## EXERCISE DIRECTIONS
Rewrite all of the data below, replacing "negative clicks" with "background clicks" and leaving everything else unchanged.

## TASK DATA
————

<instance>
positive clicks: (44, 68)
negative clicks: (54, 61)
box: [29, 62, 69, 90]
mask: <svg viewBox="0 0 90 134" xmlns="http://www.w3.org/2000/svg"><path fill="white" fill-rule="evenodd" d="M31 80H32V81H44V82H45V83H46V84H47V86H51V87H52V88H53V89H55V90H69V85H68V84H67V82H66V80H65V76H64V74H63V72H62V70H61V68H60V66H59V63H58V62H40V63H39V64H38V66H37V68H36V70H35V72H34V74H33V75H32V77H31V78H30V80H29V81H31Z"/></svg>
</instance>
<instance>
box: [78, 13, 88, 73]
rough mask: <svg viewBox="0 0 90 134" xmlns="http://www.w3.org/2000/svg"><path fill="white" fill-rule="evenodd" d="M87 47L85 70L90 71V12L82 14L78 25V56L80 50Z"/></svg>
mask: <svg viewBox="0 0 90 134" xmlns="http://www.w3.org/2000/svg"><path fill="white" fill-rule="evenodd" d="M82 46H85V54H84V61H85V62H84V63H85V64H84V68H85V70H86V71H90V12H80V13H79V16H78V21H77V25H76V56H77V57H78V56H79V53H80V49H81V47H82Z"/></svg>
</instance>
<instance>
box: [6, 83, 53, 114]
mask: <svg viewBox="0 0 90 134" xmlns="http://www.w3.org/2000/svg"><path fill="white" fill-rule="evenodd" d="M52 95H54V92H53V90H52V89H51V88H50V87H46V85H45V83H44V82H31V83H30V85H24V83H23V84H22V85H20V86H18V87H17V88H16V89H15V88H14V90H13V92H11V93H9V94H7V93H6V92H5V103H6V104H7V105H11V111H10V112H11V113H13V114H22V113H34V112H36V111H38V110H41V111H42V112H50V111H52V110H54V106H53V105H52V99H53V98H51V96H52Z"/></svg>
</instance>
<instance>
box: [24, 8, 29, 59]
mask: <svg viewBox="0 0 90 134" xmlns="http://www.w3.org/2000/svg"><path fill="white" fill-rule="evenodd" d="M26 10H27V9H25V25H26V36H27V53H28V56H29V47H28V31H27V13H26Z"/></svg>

————

## FINISHED TASK
<instance>
positive clicks: (44, 68)
background clicks: (54, 61)
box: [29, 62, 69, 90]
mask: <svg viewBox="0 0 90 134" xmlns="http://www.w3.org/2000/svg"><path fill="white" fill-rule="evenodd" d="M31 80H32V81H44V82H45V83H46V84H47V86H51V87H52V88H53V89H55V90H69V85H68V84H67V82H66V80H65V76H64V74H63V72H62V70H61V68H60V66H59V63H58V62H40V63H39V64H38V66H37V68H36V70H35V72H34V74H33V75H32V77H31V78H30V80H29V81H31Z"/></svg>
</instance>
<instance>
box: [78, 13, 88, 73]
rough mask: <svg viewBox="0 0 90 134" xmlns="http://www.w3.org/2000/svg"><path fill="white" fill-rule="evenodd" d="M87 47L85 70L90 71V12L82 14L78 25V56L80 50Z"/></svg>
mask: <svg viewBox="0 0 90 134" xmlns="http://www.w3.org/2000/svg"><path fill="white" fill-rule="evenodd" d="M82 46H85V54H84V61H85V62H84V63H85V64H84V68H85V70H86V71H90V12H80V13H79V16H78V21H77V25H76V56H77V57H78V56H79V53H80V49H81V47H82Z"/></svg>
</instance>
<instance>
box: [6, 83, 53, 114]
mask: <svg viewBox="0 0 90 134" xmlns="http://www.w3.org/2000/svg"><path fill="white" fill-rule="evenodd" d="M52 95H54V92H53V90H52V89H51V88H50V87H46V85H45V83H44V82H31V83H30V85H24V83H23V84H22V85H20V86H18V87H17V88H16V89H15V88H14V90H13V92H11V93H9V94H7V93H6V92H5V103H6V104H7V105H11V111H10V112H11V113H13V114H22V113H34V112H36V111H38V110H41V111H42V112H50V111H52V110H54V106H53V105H52V99H53V98H51V96H52Z"/></svg>
</instance>
<instance>
box: [24, 8, 29, 59]
mask: <svg viewBox="0 0 90 134" xmlns="http://www.w3.org/2000/svg"><path fill="white" fill-rule="evenodd" d="M26 10H27V9H25V25H26V36H27V53H28V56H29V47H28V31H27V13H26Z"/></svg>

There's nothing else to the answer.